▸ DIRECTIVE:
Filter the material below so that only the lines containing the word "blonde" remain, and copy those lines. Matching is case-sensitive.

▸ INPUT RECORDS:
□ □ □

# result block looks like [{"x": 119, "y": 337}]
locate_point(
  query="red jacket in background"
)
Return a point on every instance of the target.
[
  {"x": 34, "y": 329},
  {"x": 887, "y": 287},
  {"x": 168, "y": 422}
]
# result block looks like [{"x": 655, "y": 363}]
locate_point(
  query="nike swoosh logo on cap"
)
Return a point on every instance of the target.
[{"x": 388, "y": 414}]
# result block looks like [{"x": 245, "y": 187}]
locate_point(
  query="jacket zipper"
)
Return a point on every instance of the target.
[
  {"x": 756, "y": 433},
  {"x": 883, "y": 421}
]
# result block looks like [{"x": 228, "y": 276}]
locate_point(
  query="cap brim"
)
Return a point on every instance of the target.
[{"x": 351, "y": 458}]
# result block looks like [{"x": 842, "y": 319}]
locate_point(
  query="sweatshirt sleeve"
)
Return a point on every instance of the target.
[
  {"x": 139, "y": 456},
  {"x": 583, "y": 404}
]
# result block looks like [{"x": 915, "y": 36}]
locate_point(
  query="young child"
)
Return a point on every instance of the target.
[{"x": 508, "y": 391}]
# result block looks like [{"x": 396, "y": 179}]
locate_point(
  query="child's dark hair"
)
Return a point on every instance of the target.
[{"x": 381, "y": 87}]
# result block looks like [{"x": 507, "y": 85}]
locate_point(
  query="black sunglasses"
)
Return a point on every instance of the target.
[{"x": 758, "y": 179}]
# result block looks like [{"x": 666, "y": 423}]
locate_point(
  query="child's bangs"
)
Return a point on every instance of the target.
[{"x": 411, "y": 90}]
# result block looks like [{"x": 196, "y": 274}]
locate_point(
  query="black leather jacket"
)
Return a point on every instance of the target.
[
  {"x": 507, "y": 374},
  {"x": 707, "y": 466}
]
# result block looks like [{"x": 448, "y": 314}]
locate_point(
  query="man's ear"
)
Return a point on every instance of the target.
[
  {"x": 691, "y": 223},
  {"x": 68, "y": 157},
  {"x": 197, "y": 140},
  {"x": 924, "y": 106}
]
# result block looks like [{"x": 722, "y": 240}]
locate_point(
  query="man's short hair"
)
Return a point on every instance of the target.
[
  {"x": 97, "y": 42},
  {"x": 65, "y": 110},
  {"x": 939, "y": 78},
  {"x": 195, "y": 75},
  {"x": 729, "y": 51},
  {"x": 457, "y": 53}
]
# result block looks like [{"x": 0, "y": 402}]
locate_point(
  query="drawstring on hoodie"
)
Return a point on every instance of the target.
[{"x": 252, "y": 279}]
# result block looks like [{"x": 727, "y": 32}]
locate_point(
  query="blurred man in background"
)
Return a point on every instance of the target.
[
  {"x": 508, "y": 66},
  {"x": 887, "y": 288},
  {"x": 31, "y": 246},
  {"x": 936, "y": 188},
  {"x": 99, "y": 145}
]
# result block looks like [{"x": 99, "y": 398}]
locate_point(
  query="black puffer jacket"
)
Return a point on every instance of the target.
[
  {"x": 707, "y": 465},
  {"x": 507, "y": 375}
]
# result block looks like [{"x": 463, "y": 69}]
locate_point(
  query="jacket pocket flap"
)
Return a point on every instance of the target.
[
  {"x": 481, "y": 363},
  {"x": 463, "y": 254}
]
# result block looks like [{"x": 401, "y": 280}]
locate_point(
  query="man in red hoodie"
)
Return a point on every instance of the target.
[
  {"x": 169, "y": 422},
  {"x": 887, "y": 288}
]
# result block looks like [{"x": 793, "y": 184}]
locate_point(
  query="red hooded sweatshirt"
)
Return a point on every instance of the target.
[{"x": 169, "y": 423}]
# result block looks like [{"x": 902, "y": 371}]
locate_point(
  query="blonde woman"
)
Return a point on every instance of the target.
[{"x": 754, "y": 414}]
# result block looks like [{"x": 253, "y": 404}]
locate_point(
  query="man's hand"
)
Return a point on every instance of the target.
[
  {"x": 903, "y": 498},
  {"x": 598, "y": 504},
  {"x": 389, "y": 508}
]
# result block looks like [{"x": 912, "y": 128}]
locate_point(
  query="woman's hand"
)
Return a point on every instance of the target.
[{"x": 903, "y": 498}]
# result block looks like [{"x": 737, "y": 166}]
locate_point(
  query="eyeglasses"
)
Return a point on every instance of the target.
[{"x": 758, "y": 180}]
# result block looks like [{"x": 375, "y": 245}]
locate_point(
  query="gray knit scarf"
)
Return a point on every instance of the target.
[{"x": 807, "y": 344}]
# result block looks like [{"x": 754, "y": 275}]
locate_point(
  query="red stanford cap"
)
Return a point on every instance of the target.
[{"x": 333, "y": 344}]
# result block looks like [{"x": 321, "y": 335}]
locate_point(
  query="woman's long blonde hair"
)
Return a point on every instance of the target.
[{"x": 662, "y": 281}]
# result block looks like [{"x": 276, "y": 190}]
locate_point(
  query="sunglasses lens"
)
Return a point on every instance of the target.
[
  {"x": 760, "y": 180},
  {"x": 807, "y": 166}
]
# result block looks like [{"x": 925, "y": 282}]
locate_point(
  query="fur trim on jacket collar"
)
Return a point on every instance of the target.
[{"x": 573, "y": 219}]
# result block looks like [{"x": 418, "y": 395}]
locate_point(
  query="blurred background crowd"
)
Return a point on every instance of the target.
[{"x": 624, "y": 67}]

□ □ □

▸ TASK ANSWER:
  query="blonde woman"
  query="woman's long blonde hair"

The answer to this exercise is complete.